----- DATA FOR THE TASK -----

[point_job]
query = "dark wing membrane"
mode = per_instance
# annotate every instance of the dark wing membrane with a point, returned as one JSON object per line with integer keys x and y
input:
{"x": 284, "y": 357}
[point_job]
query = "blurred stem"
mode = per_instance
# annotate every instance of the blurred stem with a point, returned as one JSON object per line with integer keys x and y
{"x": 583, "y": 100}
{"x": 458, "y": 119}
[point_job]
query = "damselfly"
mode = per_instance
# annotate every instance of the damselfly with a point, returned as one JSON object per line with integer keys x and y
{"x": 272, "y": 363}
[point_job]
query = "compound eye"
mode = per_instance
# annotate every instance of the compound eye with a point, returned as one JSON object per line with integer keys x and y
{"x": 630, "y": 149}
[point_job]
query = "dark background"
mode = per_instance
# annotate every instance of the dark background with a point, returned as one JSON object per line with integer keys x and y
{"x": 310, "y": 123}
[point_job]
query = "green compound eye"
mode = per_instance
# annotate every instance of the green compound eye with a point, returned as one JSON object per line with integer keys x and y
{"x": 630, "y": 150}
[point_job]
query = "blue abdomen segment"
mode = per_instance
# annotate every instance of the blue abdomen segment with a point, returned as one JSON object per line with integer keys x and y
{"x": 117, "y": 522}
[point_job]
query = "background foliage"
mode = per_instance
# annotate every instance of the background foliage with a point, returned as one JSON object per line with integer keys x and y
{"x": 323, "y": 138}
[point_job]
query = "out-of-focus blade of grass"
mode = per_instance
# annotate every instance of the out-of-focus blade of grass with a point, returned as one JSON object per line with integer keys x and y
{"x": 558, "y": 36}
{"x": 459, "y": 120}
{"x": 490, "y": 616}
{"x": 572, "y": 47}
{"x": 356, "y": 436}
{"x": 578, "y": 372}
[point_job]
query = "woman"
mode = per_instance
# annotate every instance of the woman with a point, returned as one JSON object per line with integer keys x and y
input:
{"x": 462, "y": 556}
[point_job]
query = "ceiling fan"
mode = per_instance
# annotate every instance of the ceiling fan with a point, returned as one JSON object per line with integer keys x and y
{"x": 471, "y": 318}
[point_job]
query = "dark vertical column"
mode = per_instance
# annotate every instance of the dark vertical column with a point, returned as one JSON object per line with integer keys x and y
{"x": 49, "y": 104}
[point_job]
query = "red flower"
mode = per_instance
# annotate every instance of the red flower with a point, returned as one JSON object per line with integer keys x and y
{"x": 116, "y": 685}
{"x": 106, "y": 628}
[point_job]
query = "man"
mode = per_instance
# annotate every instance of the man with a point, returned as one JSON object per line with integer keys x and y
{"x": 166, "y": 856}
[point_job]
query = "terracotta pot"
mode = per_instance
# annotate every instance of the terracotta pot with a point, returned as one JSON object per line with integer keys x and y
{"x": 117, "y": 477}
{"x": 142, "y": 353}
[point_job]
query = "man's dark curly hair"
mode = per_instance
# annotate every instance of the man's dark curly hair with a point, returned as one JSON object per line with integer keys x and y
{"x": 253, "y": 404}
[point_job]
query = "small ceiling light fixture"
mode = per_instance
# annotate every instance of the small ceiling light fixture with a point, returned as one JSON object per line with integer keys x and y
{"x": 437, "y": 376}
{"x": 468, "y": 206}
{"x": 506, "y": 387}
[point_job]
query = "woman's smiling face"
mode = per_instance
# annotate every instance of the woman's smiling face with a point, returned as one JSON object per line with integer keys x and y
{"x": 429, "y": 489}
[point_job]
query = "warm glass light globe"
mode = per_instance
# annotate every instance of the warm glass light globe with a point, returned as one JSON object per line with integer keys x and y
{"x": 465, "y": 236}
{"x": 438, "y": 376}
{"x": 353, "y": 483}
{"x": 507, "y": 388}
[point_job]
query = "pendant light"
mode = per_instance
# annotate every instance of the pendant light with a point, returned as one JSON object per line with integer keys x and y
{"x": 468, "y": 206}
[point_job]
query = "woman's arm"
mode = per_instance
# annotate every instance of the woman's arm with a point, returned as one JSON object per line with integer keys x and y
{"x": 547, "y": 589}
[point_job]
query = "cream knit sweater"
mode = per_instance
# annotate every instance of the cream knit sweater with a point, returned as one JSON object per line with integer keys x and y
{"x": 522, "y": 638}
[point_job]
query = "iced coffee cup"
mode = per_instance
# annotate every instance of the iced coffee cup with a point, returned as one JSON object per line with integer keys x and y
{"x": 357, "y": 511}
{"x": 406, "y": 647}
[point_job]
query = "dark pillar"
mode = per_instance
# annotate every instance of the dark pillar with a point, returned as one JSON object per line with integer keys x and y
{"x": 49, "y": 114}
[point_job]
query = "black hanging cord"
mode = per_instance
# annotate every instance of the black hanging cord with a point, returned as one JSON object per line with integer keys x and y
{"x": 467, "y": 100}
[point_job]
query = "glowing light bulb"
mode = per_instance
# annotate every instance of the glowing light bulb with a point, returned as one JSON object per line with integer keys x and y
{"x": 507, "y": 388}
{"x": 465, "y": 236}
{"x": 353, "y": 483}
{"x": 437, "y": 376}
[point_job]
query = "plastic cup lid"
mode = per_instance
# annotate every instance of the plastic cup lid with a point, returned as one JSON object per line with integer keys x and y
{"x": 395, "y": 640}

-----

Take the data above and return it exactly.

◆ **TASK ANSWER**:
[point_job]
query = "dark wing membrane"
mode = per_instance
# annotate every instance of the dark wing membrane with a point, returned as one JSON object per line with integer keys x and y
input:
{"x": 284, "y": 357}
[point_job]
query = "blurred stem"
mode = per_instance
# annotate every instance of the blurred stem with a point, returned as one JSON object per line with integer keys x and y
{"x": 583, "y": 100}
{"x": 458, "y": 119}
[point_job]
query = "damselfly"
mode = per_instance
# annotate every instance of the damselfly with a point, returned as one JSON object per line with integer keys x and y
{"x": 272, "y": 363}
[point_job]
query = "compound eye"
mode = per_instance
# annotate every instance of the compound eye with a point, returned as one JSON object per line with integer keys x and y
{"x": 630, "y": 149}
[point_job]
query = "dark background"
mode = per_instance
# annotate every instance of the dark background with a point, returned as one JSON object per line with integer keys x and y
{"x": 310, "y": 123}
[point_job]
query = "green compound eye"
mode = per_instance
# annotate every instance of the green compound eye with a point, returned as one JSON object per line with integer keys x and y
{"x": 630, "y": 150}
[point_job]
query = "blue abdomen segment"
mode = per_instance
# annotate every instance of the blue abdomen segment with a point, returned as one JSON object per line with integer keys x and y
{"x": 117, "y": 522}
[point_job]
query = "background foliage"
mode = per_instance
# annotate every instance of the background foliage with a point, returned as one JSON object per line with integer keys x and y
{"x": 323, "y": 138}
[point_job]
query = "out-of-focus blade of grass"
mode = per_instance
# annotate every instance of the out-of-focus blade of grass with a point, returned as one JSON object per line with integer keys x and y
{"x": 558, "y": 36}
{"x": 459, "y": 120}
{"x": 490, "y": 616}
{"x": 572, "y": 47}
{"x": 356, "y": 436}
{"x": 578, "y": 372}
[point_job]
query = "woman"
mode = per_instance
# annotate every instance of the woman with a point, returned as one JSON object per line with integer keys x and y
input:
{"x": 462, "y": 556}
[point_job]
query = "ceiling fan"
mode = per_instance
# annotate every instance of the ceiling fan with a point, returned as one JSON object per line with integer keys x and y
{"x": 471, "y": 318}
[point_job]
query = "dark vertical column"
mode = per_instance
# annotate every instance of the dark vertical column with a point, returned as one JSON object per line with integer keys x and y
{"x": 49, "y": 104}
[point_job]
query = "red flower"
mode = per_instance
# annotate every instance of the red flower with a point, returned as one JSON object per line with integer keys x and y
{"x": 116, "y": 685}
{"x": 106, "y": 628}
[point_job]
query = "man"
mode = per_instance
# annotate every instance of the man with a point, returned as one JSON object per line with integer keys x and y
{"x": 166, "y": 856}
[point_job]
query = "terracotta pot"
mode = per_instance
# annotate every instance of the terracotta pot with a point, returned as one JSON object per line with integer keys x and y
{"x": 117, "y": 477}
{"x": 142, "y": 353}
[point_job]
query = "man's dark curly hair"
mode = per_instance
# annotate every instance of the man's dark curly hair with a point, returned as one JSON object per line with integer keys x and y
{"x": 253, "y": 404}
[point_job]
query = "small ceiling light fixture"
mode = per_instance
# annotate every instance of the small ceiling light fixture with a point, returned as one JSON object per line with integer keys x and y
{"x": 437, "y": 376}
{"x": 468, "y": 206}
{"x": 506, "y": 387}
[point_job]
query = "woman's smiling face"
mode = per_instance
# annotate every instance of the woman's smiling face with a point, returned as one JSON object per line with integer keys x and y
{"x": 429, "y": 489}
[point_job]
query = "warm glass light globe"
mode = per_instance
# annotate every instance of the warm glass light globe with a point, returned as one JSON object per line with integer keys x and y
{"x": 465, "y": 236}
{"x": 438, "y": 376}
{"x": 353, "y": 483}
{"x": 507, "y": 388}
[point_job]
query = "pendant light"
mode = per_instance
# annotate every instance of the pendant light with a point, returned as one JSON object per line with integer keys x and y
{"x": 468, "y": 206}
[point_job]
query = "woman's arm"
mode = per_instance
# annotate every instance of the woman's arm with a point, returned as one JSON object per line with integer keys x and y
{"x": 547, "y": 589}
[point_job]
query = "cream knit sweater"
mode = per_instance
# annotate every instance of the cream knit sweater with a point, returned as one JSON object per line with integer keys x and y
{"x": 522, "y": 638}
[point_job]
query = "iced coffee cup"
mode = per_instance
# annotate every instance of the iced coffee cup with a point, returned as one JSON object per line with integer keys x and y
{"x": 357, "y": 511}
{"x": 406, "y": 647}
[point_job]
query = "dark pillar"
mode = per_instance
# annotate every instance of the dark pillar with a point, returned as one JSON object per line with integer keys x and y
{"x": 49, "y": 114}
[point_job]
query = "black hanging cord"
mode = per_instance
# annotate every instance of the black hanging cord with a point, returned as one JSON object per line with integer keys x and y
{"x": 467, "y": 100}
[point_job]
query = "glowing light bulb"
mode = per_instance
# annotate every instance of the glowing light bulb with a point, returned as one JSON object per line with integer keys x and y
{"x": 507, "y": 388}
{"x": 465, "y": 236}
{"x": 353, "y": 483}
{"x": 437, "y": 376}
[point_job]
query = "plastic cup lid"
mode = per_instance
# annotate every instance of the plastic cup lid with a point, returned as one JSON object per line with integer keys x and y
{"x": 395, "y": 640}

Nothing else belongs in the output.